**SOURCE TEXT**
(begin)

Matthew Caldwell, (March 8, 1798 – December 28, 1842), also spelled Mathew Caldwell was a 19th-century Texas settler, military figure, Captain of the Gonzales – Seguin Rangers and a signer of the Texas Declaration of Independence. Because of his recruitment ride ahead of the Battle of Gonzales, some call him the Paul Revere of Texas.

Early life and family
Matthew Caldwell, nicknamed "Old Paint", was born in Kentucky on March 8, 1798. He moved to Missouri with his family in 1818, where he traded, fought and learned the ways of the Indians. He, his wife, and family arrived in Texas in the Green DeWitt Colony on February 20, 1831. On June 22, 1831, he received the title to a parcel of land near the Zumwalt Settlement, southwest of current Hallettsville, Texas. Settling in Gonzales, Caldwell acquired the original James Hinds residence on Water Street and soon became a person of notoriety, involved in security and command of minutemen rangers in Gonzales and the surrounding areas.

Texas Revolution

Actively recruiting before the battle of Gonzales in October 1835, he rode from Gonzales to Mina informing colonists of the dire need of their support in the volunteer army. Because of this, some call him the Paul Revere of Texas.  As a participant at the battle, he served as a scout and mediator. On Nov. 3, 1835, the delegates of the citizens of Texas established the provisional Texas government by the Consultation of 1835. The Consultation authorized the recruitment of 25 Rangers, and later, was increased to three companies of 56 men each. Caldwell was appointed a subcontractor to the Texian Army by the Provisional Government of Texas, to supply and administer a volunteer army at the siege of Bexar and the Alamo.

(end)

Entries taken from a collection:
(begin)

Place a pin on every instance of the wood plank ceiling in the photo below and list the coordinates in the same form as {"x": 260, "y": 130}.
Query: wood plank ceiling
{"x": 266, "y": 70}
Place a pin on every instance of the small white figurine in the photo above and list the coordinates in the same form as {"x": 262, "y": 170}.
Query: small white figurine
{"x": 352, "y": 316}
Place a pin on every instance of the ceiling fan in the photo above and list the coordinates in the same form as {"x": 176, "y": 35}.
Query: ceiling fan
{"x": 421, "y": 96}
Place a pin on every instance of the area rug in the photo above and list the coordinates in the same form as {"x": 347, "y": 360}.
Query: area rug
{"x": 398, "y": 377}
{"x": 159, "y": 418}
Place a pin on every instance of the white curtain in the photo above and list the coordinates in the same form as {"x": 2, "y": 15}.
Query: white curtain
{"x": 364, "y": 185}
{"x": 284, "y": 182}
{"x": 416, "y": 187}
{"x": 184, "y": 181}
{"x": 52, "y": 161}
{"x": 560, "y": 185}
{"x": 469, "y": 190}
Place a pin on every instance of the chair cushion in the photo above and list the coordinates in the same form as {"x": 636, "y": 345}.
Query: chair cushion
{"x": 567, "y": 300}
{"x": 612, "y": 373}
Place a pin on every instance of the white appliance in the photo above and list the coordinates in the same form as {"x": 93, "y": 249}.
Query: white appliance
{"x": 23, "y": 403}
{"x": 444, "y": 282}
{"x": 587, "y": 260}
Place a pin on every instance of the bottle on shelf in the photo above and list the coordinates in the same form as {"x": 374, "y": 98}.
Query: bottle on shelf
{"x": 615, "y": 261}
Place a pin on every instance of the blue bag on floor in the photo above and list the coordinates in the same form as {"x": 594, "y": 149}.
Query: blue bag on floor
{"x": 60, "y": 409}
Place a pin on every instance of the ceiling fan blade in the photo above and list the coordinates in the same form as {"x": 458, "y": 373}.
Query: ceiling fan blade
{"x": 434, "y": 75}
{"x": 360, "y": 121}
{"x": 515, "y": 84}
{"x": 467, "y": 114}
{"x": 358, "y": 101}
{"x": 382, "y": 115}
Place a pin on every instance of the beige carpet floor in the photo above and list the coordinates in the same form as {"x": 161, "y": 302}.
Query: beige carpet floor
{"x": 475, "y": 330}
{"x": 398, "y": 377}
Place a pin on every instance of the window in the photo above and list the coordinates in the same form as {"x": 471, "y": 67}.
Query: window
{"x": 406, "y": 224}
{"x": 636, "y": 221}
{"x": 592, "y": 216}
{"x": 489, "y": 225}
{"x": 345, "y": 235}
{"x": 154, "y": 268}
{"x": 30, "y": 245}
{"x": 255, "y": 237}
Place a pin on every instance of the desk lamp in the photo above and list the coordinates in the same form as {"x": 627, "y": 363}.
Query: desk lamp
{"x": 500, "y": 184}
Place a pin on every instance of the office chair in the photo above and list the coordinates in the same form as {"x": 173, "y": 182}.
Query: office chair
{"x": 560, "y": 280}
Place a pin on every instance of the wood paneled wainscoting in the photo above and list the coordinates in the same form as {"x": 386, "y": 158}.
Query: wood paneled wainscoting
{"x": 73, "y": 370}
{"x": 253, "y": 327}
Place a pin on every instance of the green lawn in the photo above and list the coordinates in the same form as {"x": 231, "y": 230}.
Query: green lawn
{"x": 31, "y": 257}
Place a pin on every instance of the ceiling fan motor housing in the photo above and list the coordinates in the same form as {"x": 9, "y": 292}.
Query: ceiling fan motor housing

(end)

**PROBLEMS AND TASKS**
A: In the Matthew Caldwell text, list every date given with a day, a month and a year.
B: Extend the Matthew Caldwell text beyond its final sentence, carrying its account forward.

**ANSWER SET**
A:
- March 8, 1798
- December 28, 1842
- February 20, 1831
- June 22, 1831
- Nov. 3, 1835

B:
On 1 February 1836, he and John Fisher were elected delegates from Gonzales to the Texas Independence Convention of 1836 at Washington on the Brazos, and both were signers of the Texas Declaration of Independence, on March 2. The convention appointed a committee of three, of which Caldwell was a member, to assess the situation of the enemy on the frontier and the condition of the Texian army. They dispatched couriers with the message of independence. Caldwell went along with them, paying close attention to the state of the new republic as they passed through numerous settlements.

On February 4, 1836, Matthew Caldwell was named, along with Byrd Lockhart and William A. Matthews, as commissioners to raise a group of volunteers for a Gonzales Ranging Company. The company was mustered by March 23, 1836. The muster list of 23 rangers is shown here.

Officers
Capt. Byrd Lockhart,
Lt. George C. Kimble,
First Sergeant William A. Irvin

Privates
John Ballard, John Davis, Andrew Duvalt, Jacob Darst, Frederick C. Elm, Galba Fuqua, William Fishbaugh, John Harris, Andrew J. Kent, David B. Kent, John G. King, Daniel McCoy, Jesse McCoy, Prospect McCoy, Isaac Millsaps, William Morrison, James Nash, Marcus L. Sewell, William Summers, Robert White

After the call for reinforcements from Lt. Col. William B. Travis by way of courier Captain Albert Martin on February 25, Lt. George C. Kimble responded on the 27th with twelve of the original rangers. Twenty more men joined on their ride to the Alamo.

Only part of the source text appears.